━━━ Material provided ━━━

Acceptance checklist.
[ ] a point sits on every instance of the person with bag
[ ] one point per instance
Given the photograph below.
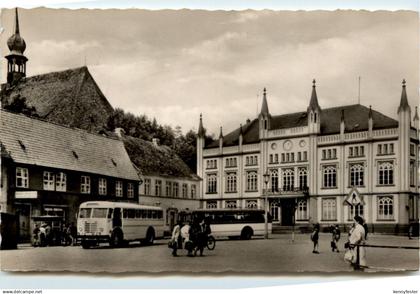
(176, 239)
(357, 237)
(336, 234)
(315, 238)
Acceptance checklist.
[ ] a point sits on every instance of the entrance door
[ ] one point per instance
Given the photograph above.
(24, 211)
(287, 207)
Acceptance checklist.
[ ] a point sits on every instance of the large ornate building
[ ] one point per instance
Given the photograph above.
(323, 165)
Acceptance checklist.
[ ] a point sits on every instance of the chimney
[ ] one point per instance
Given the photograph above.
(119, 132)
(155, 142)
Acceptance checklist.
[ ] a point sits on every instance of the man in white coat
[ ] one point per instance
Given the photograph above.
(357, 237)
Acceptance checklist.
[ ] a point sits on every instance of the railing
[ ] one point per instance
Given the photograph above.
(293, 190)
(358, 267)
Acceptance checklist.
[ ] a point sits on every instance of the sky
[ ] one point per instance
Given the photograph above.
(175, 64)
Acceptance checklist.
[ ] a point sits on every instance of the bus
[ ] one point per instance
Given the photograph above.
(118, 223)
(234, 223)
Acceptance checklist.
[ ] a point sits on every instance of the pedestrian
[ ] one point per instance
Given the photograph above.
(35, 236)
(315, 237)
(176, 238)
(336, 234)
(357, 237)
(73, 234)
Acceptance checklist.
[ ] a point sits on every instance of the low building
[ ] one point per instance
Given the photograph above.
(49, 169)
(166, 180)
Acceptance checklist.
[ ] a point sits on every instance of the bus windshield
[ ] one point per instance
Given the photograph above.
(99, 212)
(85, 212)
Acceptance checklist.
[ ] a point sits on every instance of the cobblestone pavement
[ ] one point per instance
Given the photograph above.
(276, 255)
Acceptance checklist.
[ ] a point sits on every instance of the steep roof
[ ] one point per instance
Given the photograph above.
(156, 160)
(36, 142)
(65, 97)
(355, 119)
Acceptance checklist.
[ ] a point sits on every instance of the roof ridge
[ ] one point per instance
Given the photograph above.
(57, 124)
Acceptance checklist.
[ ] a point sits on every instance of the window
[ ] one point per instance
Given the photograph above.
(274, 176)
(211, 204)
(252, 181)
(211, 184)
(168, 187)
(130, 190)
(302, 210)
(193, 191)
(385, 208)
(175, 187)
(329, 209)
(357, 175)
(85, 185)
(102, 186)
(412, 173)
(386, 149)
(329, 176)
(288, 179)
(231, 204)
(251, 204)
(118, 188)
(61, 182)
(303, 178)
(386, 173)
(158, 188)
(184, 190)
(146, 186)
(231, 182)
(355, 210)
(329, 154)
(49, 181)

━━━

▶ **Requirement**: Every line above should be repeated exactly; pictures stay out of the copy.

▶ **Answer to this problem**:
Acceptance checklist.
[ ] a point sits on every instance of the person with bag
[ ] one point per instance
Given the photograph below.
(176, 239)
(357, 237)
(336, 234)
(315, 238)
Acceptance checklist.
[ ] a point sits on every instance of the entrance door
[ ] one point per instance
Given the photograph above.
(24, 211)
(287, 207)
Acceptance checklist.
[ ] a point sits on every instance of the large ornate building
[ ] one point per instance
Given the photograph above.
(323, 165)
Acceptance checklist.
[ ] a point sits on every instance of the chimney
[ ] one point per instance
Given the photograph above.
(119, 132)
(155, 142)
Acceptance checklist.
[ ] a point sits on every instance of the man in white coat
[ ] one point per instance
Given the photograph above.
(357, 237)
Acceptance checklist.
[ ] a point sits on every instance of the railing
[ ] one point per instance
Given the photograph above.
(293, 190)
(358, 267)
Acceptance checklist.
[ ] a point sits on every instance of the sky
[ ] one point per instance
Given the photograph above.
(175, 64)
Acceptance checklist.
[ ] a point sits on every instance of the bus
[ ] one point per instance
Given the photograph above.
(118, 223)
(234, 223)
Acceptance checklist.
[ ] a point sits on every instance of the pedestrian
[ ] one point per instance
Given the photograph above.
(35, 236)
(315, 237)
(176, 238)
(336, 234)
(357, 237)
(73, 234)
Acceptance checklist.
[ ] a point sits on every instance of the low building
[ ] one point per instance
Given the photograph above.
(49, 169)
(166, 180)
Acceptance checklist.
[ ] a point sits on every instance of the bus windshield
[ ] one point per instance
Given the photograph above.
(99, 212)
(85, 212)
Acceptance checklist.
[ ] a point sits on every instance of the cobblestone pavement
[ ] one point per instance
Given the photograph above.
(276, 255)
Acceptance checklist.
[ ] a point sits on every instance of the steep roof
[ ] one point per instance
Given the photograph above.
(156, 160)
(36, 142)
(65, 97)
(355, 119)
Acceptance checklist.
[ ] a point sits on every instance of the roof ridge
[ ] one point per instance
Given the photograph above.
(57, 124)
Acceptance checklist.
[ ] a point sits on every instance of the window
[ ] one point per instance
Given the photograph above.
(274, 176)
(211, 204)
(252, 181)
(211, 184)
(168, 187)
(130, 190)
(302, 210)
(193, 191)
(385, 208)
(175, 187)
(329, 209)
(357, 175)
(85, 185)
(102, 186)
(412, 173)
(386, 149)
(329, 176)
(288, 179)
(231, 204)
(251, 204)
(118, 188)
(61, 182)
(303, 178)
(386, 173)
(158, 188)
(184, 190)
(146, 186)
(231, 182)
(355, 210)
(329, 154)
(49, 181)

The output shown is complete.